● Quoted passage:

* START *

Streaming shows made for targeted audiences may be the future.
Sitcoms are making a comeback on video-streaming sites, which are now producing their own series.
The shows are especially popular among people in their 20s and 30s, who prefer to watch sitcoms on mobile devices such as iPads and smartphones, experts say.
Elohim Zheng, chief analyst at the research institute of Sootoo, a website that monitors the Chinese Internet industry, predicts that video-streaming sites will have produced more than 1,000 episodes by the end of the year.
"According to the current figures, we predict that sitcoms will account for more than 30 per cent of the series produced by video-streaming sites by the end of 2014," Zheng says in an e-mail to China Daily.
"The viewing landscape is changing. Sitting in front of a television is a traditional way to relax for an elderly audience, but not for the young generation. Meanwhile, the high cost of purchasing TV dramas is pushing websites to produce their own.

* END *

● Dataset content:

* START *

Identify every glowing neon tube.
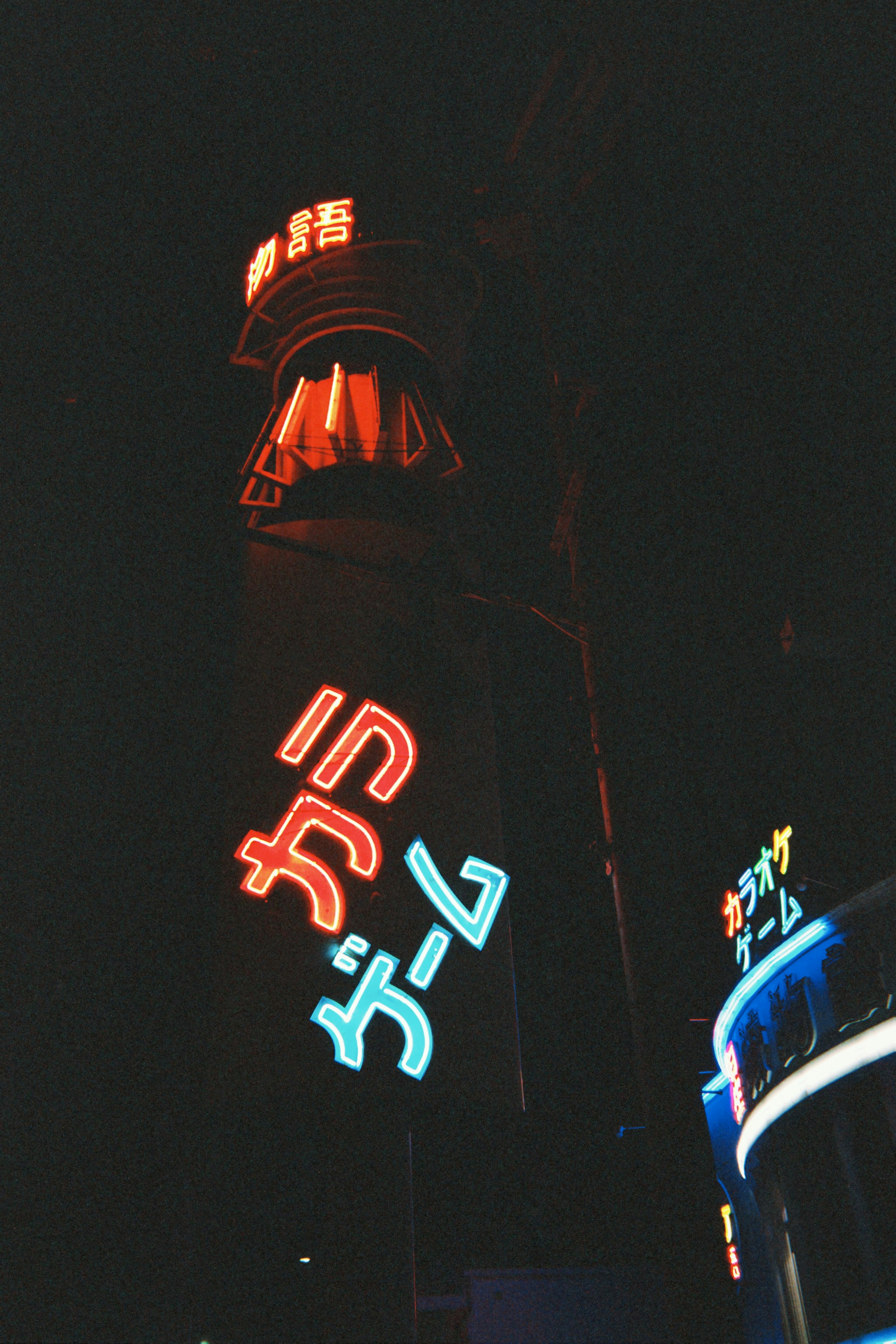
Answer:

* END *

● Objectives:
**1)** Write out the passage from the streaming sitcoms article above, starting with "Streaming shows made" and going on through "their own series.".
**2)** Extend the article about sitcoms on video-streaming sites, picking up right after its final sentence.

● Exercise answers:
**1)**
Streaming shows made for targeted audiences may be the future.
Sitcoms are making a comeback on video-streaming sites, which are now producing their own series.

**2)**
"Sitcoms can be made quickly and cheaply," Zheng adds. "The image quality of a sitcom may be not good enough for a satellite channel, as audiences usually watch through a big-screen television in a dining room," Zheng.
On smartphones and tablets, image quality isn't an issue, he says.
The average length of a sitcom is 20 minutes, less than half of a full-length movie. Most of the major video-streaming sites can "accurately" target audiences, by researching their surfing habits on the Internet.
"The sites investigate the audience's shopping habits and the news they are interested in. They then require screenwriters to design relevant elements in the dialogues. That makes it easier for the audience to relate to the sitcom," Zheng says.
China's top video-streaming site, iQiyi, has produced 10 series this year. The company's founder and chief executive, Gong Yu, said last month that iQiyi will make as many as 30 series, including 13 sitcoms, in 2015.
"If the sites just depend on purchasing dramas, they will have to battle for the same audience," says Wang Liyuan, a spokeswoman for iQiyi.
"But if the sites make their own series, they can broadcast them exclusively. To save money and establish their own brand, we predict major portals will invest more on producing their own series.
"Websites are better at giving audiences what they want. They offer a new platform for Chinese sitcoms," Wang adds.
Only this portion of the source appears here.